===== Records for the exercise

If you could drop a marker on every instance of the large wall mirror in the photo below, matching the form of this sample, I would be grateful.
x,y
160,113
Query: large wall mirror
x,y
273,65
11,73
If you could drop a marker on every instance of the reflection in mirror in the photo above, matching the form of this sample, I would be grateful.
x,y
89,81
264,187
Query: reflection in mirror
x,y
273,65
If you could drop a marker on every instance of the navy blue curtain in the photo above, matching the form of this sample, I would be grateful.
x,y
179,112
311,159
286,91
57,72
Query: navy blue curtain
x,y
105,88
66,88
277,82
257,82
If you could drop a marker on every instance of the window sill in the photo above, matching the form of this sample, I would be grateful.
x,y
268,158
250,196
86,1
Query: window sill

==========
===== Records for the exercise

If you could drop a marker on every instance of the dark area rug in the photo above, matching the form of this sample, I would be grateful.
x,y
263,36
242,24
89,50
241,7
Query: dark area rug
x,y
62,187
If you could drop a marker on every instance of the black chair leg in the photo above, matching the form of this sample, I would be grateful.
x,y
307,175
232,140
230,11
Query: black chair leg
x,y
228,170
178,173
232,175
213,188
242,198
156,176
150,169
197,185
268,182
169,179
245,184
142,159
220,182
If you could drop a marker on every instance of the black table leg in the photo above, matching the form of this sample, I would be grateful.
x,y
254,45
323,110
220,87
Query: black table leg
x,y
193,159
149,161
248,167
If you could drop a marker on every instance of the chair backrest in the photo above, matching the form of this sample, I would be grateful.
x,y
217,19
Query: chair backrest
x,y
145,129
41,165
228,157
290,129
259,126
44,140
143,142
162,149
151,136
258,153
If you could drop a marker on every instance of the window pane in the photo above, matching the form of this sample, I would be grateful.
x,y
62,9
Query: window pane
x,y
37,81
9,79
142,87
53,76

==========

#### Problem requirements:
Go through the entries above and pull out each line with "sill" in it.

#### Response to the task:
If you could drop a marker on every instance of the window sill in the photo above, matching the form of this sample, I would be grateful.
Query: window sill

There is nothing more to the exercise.